Complete the following:
1. Using the Maratha history summary, decide whether each statement agrees with it: (a) the Mughals were strong enough to resist the invasion; (b) most northern allies understood why the Marathas came north; (c) Bahu's force numbered 65,000-70,000 soldiers. Answer yes or no for each and quote the words that decide it.
2. In one to three sentences, explain why the Maratha history summary says there was no unified Indian response.
3. Carry on the Maratha history summary from its final line.

Page:
>>>

The Supply Crisis: From Victory to Desperation

Marathi History Book Reading Session Summary


Why Marathas Came North (The Bigger Picture)

Their Rationale:

  • Defending Hindustan's sovereignty against foreign invasion
  • Preventing Abdali's hegemony over India
  • Sacred duty to stop external aggression (not selfish)
  • No one else could negotiate/resist (Mughal too weak)
  • Needed to act even though it wasn't strictly their problem

The Problem:

  • Most northern allies didn't understand this motivation
  • They saw: "Marathas here for their own expansion"
  • Thought: "When this is done, Marathas will dominate us"
  • Result: Everyone opportunistic, no unified Indian response

The Reality:

  • Marathas had no business being there (not their territory)
  • But they went anyway because someone had to
  • Thought they alone could defend Hindustan's interests
  • Everyone else too weak, too divided, or too selfish

The Logistics Problem: Feeding 100,000+ People

The Numbers:

  • Bahu's force: 65,000-70,000 soldiers
  • Additional noncombatants: 25,000-30,000 (pilgrims, old people, dependents)

<<<

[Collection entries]
>>>

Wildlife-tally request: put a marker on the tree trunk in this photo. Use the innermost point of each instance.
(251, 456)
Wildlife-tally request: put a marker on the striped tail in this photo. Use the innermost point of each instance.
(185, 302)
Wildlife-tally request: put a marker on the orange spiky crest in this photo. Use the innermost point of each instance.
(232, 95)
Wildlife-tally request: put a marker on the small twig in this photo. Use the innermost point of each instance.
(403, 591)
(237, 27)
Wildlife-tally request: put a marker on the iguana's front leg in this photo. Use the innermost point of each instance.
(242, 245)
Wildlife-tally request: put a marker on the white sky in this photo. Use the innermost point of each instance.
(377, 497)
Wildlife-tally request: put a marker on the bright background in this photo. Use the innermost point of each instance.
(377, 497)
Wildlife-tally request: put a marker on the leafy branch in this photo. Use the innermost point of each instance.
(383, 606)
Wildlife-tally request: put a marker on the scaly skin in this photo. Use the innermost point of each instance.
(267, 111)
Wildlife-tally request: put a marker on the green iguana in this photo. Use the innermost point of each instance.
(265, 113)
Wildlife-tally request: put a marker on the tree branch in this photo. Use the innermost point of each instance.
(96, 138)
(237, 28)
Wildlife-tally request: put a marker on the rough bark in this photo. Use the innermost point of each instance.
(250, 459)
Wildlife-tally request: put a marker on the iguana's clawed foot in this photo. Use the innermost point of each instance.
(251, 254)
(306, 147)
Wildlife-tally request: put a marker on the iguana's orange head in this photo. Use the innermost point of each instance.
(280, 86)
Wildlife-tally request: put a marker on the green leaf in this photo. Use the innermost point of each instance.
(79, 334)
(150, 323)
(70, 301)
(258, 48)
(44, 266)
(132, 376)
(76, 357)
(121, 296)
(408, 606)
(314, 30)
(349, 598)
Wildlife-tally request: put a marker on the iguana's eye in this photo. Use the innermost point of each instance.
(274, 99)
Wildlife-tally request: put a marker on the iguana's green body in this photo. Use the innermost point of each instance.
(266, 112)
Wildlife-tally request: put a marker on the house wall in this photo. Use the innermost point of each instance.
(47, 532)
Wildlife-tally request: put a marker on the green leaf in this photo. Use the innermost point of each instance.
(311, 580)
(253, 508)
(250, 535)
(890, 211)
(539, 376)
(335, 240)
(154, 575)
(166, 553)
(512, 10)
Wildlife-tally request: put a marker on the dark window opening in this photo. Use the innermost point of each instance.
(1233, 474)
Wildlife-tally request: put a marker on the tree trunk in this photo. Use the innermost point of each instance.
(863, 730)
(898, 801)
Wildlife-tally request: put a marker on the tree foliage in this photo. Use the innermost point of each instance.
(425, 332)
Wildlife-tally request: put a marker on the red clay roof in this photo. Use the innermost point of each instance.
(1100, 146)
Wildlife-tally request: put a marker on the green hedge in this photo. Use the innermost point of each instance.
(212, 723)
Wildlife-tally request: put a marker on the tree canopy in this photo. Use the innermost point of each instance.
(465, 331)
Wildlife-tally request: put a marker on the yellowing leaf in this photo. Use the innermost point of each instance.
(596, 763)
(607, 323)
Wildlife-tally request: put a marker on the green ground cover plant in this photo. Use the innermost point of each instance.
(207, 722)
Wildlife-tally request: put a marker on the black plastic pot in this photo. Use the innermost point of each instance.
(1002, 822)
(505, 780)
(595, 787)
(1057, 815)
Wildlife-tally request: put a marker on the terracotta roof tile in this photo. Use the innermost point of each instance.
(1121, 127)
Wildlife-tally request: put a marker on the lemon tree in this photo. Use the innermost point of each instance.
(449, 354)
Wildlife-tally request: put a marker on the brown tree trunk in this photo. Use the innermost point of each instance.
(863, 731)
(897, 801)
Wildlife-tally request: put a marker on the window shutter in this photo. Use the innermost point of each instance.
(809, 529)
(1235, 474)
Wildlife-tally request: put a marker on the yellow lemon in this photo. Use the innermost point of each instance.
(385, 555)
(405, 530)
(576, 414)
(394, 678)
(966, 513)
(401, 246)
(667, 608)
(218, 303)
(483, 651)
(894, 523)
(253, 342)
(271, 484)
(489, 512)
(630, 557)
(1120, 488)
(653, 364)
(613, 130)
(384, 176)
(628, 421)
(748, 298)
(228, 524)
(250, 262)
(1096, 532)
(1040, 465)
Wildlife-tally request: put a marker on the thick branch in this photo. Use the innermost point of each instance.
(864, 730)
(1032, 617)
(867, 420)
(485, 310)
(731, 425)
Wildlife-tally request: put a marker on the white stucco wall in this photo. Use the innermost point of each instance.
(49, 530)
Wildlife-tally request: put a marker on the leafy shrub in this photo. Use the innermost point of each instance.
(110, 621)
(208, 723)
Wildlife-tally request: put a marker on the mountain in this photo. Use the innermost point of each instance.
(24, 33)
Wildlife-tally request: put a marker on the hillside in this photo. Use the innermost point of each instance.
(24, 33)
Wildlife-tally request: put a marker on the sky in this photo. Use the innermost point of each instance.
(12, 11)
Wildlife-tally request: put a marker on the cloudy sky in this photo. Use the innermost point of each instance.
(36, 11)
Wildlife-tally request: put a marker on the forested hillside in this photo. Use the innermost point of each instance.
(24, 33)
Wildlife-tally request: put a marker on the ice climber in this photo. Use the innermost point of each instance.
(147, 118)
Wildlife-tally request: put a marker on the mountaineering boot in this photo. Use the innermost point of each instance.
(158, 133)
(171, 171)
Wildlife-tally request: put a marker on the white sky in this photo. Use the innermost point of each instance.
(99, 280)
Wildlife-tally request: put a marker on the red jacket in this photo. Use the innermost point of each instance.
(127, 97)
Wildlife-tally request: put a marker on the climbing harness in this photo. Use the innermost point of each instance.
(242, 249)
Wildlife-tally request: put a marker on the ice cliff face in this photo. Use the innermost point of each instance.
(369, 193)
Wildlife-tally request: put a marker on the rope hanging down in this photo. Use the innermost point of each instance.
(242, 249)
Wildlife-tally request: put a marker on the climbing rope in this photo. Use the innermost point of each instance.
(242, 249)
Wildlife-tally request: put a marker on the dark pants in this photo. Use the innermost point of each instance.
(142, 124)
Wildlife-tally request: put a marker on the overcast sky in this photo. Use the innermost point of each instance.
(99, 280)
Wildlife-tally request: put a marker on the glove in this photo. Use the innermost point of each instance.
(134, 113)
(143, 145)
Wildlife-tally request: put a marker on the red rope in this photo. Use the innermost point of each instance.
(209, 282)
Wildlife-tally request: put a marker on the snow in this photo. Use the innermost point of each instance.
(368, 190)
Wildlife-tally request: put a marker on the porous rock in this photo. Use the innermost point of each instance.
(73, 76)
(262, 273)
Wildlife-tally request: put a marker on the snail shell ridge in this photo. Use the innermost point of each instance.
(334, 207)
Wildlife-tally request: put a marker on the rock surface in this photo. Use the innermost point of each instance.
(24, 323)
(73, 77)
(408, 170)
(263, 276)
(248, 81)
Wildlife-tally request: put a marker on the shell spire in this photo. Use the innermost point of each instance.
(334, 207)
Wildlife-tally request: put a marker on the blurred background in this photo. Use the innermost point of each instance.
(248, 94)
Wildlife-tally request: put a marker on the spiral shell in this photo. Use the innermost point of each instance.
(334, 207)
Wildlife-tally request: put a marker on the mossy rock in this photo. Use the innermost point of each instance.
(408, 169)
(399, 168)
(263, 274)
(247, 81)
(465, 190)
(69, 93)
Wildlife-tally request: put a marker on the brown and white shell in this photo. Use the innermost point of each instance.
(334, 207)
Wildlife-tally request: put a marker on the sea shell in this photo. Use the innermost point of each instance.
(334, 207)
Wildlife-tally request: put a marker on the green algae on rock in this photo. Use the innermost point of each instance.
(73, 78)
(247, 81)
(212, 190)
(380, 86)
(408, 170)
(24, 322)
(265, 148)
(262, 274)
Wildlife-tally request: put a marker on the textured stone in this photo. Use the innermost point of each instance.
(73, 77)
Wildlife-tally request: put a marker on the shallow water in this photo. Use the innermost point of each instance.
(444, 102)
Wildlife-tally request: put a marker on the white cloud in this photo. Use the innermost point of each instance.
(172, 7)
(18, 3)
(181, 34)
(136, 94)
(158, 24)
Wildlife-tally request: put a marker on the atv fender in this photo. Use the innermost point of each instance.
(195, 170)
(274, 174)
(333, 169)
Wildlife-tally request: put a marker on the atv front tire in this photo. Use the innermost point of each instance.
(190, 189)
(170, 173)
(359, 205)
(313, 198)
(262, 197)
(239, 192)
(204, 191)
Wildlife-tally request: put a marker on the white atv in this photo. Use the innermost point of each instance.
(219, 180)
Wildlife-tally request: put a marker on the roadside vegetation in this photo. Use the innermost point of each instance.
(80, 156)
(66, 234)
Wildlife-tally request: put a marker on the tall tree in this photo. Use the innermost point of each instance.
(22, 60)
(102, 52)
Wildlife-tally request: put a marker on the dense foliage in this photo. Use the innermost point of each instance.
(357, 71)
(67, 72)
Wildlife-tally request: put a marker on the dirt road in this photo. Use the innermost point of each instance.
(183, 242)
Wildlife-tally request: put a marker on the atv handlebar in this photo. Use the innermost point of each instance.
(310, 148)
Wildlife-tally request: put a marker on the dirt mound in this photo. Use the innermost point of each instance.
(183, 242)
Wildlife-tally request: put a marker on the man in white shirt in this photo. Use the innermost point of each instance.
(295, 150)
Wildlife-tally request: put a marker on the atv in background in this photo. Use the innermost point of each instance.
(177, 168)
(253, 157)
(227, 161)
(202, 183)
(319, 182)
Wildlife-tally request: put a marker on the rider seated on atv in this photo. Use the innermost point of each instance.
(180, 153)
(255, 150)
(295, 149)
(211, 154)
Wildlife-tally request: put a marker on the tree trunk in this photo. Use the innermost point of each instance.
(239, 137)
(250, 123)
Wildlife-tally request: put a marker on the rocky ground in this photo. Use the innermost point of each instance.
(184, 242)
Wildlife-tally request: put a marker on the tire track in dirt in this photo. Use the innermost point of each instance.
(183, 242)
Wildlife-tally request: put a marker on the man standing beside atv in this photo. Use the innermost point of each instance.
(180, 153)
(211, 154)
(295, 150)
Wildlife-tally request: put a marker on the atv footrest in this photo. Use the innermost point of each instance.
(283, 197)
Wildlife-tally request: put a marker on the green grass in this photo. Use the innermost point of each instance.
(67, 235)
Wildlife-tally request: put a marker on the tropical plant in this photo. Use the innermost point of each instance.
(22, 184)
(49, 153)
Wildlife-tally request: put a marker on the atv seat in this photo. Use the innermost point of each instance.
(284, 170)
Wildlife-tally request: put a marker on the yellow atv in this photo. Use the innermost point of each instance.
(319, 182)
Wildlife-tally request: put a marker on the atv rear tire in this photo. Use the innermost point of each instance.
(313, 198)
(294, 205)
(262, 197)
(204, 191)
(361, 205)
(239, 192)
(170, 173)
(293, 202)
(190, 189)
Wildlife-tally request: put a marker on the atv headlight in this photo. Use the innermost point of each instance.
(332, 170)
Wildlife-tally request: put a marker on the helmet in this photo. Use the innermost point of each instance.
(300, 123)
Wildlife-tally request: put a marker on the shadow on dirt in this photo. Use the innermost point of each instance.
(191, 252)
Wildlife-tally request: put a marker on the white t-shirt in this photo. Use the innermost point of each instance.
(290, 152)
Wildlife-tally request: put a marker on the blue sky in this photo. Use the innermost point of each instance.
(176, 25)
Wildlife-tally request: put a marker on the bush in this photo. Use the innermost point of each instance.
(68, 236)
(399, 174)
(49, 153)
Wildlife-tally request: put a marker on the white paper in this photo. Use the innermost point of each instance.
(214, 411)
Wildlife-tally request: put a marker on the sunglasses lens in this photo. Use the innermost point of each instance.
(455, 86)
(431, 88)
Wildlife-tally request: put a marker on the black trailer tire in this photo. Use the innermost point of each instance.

<<<

Responses:
1.
(a) No: "No one else could negotiate/resist (Mughal too weak)"
(b) No: "Most northern allies didn't understand this motivation"
(c) Yes: "Bahu's force: 65,000-70,000 soldiers"

2. Most northern allies didn't understand why the Marathas had come north. They believed the Marathas were there to expand their own power and would dominate them afterward. As a result, everyone acted opportunistically.

3.
  • Total: ~95,000-100,000 people
  • PLUS: Camels, elephants, bulls, horses, countless animals
  • Mobile city traveling through hostile territory

Why This Was Impossible:

  • Not modern era: No planes, trains, trucks for supply runs
  • Had to source food locally
  • Delhi area: Limited food supply
  • Need to feed so many mouths daily
  • Animals also needed massive food quantities

The Practical Problem:

  • Moving this many people = moving a town
  • Where do supplies come from in unsupportive territory?
  • Citizens in Delhi didn't support Marathas
  • No local allies to provide supplies
  • No supply chain infrastructure

The Morale Shift: August to September

August 1760: Maratha High Point

  • Captured Delhi (symbolic victory)
  • Red Fort broken (military victory)
  • Abdali's camp in depression/frustration
  • Maratha soldiers hopeful
  • Afghan soldiers angry at Abdali for keeping them in India
  • Marathas looked like winners

Why Afghan Morale Was Low:

  • Came to India for loot and quick victory
  • Expected 3-4 months max, then go home
  • Instead: Now staying 8-9 months (twice expected time)
  • Away from families, own lands
  • Some had businesses waiting
  • Missing important duties back home
  • Patience completely worn out

Afghan Army Expectations:

  • Abdali shares loot with army (incentive system)
  • Soldiers expect: Fight, loot, go home
  • Promised: Quick campaign, big treasure
  • Reality: Long siege, slow war, no treasure found
  • Soldiers losing faith in leadership

August 25: Abdali Crosses Yamuna (The Game Changer)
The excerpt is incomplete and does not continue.